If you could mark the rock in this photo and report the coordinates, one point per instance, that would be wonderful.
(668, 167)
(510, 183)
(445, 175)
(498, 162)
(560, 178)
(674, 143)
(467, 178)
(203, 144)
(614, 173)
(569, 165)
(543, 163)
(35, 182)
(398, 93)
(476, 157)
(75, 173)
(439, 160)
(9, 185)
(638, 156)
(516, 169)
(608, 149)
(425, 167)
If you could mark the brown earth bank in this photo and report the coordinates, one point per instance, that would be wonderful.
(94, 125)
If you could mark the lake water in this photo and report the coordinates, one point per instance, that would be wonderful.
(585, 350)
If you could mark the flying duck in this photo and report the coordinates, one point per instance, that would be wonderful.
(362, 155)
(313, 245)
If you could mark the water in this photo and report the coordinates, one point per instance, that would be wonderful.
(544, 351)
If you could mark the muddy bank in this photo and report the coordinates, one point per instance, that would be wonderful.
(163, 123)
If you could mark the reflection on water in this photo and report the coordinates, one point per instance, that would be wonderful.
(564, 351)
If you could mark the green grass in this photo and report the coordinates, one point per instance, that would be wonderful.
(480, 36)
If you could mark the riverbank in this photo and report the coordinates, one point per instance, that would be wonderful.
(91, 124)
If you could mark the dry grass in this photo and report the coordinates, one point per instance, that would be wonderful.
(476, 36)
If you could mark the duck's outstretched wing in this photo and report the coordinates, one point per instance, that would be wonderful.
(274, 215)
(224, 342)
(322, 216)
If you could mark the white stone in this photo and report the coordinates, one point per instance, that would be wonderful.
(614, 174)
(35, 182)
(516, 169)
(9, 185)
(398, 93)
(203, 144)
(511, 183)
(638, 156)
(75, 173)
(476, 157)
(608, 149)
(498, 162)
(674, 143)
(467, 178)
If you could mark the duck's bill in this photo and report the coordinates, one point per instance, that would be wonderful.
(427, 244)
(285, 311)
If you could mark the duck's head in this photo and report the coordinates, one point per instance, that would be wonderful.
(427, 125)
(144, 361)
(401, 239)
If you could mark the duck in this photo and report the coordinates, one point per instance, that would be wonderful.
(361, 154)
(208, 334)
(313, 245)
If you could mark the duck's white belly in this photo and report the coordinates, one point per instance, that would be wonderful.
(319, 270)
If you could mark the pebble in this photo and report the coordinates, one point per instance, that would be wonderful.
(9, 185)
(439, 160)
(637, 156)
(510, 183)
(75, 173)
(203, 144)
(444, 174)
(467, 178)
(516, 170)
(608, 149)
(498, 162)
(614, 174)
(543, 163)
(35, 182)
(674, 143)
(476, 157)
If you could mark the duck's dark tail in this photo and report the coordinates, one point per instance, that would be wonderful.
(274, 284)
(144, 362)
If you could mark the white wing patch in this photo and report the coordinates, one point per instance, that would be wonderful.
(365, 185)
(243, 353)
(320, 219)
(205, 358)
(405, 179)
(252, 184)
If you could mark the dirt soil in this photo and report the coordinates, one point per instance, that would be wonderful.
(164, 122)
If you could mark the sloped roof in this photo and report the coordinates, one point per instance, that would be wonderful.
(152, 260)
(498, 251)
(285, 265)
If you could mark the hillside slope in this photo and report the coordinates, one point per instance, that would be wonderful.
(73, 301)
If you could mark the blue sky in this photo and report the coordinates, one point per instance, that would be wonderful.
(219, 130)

=-=-=-=-=

PROBLEM: Set each line down exactly, starting with the one that contains "If you could mark the duck's head" and ending with the last line of the listing; add nothing else.

YOUR RESPONSE:
If you could mark the duck's head in this photo and report the coordinates, one point per instance, that would be wonderful.
(427, 125)
(144, 361)
(401, 239)
If you could mark the duck in this photo and report the coordinates, one point per instance, that would be wonderful.
(361, 154)
(208, 334)
(313, 245)
If you could mark the duck's white belly in this photo and report the coordinates, one point per instance, that would be wonderful.
(319, 270)
If you could mark the pebble in this photo and report the coordinates, one point per instance, that would be wonderful.
(9, 185)
(439, 160)
(637, 156)
(510, 183)
(75, 173)
(203, 144)
(444, 174)
(467, 178)
(516, 170)
(608, 149)
(498, 162)
(614, 174)
(543, 163)
(35, 182)
(674, 143)
(476, 157)
If you could mark the duck's dark tail in this photo and report the coordinates, one point per instance, that would be wonderful.
(274, 284)
(144, 362)
If you could mark the white wing patch in this photo and report the coordinates, one point per instance, that would be wonderful.
(365, 185)
(243, 353)
(320, 219)
(205, 358)
(405, 179)
(252, 184)
If you could mark the dirt soil in this photo and report the coordinates, one point per instance, that would be wonderful.
(164, 122)
If you could mark the sloped roof in this photo and report the coordinates, one point per instance, that would be wonderful.
(152, 260)
(498, 251)
(285, 265)
If you could mark the hillside slope in this photo and report the coordinates, one point per instance, that would be wonderful.
(73, 301)
If you could mark the blue sky in this photo and report the coordinates, one point per instance, that would be wonderful.
(219, 130)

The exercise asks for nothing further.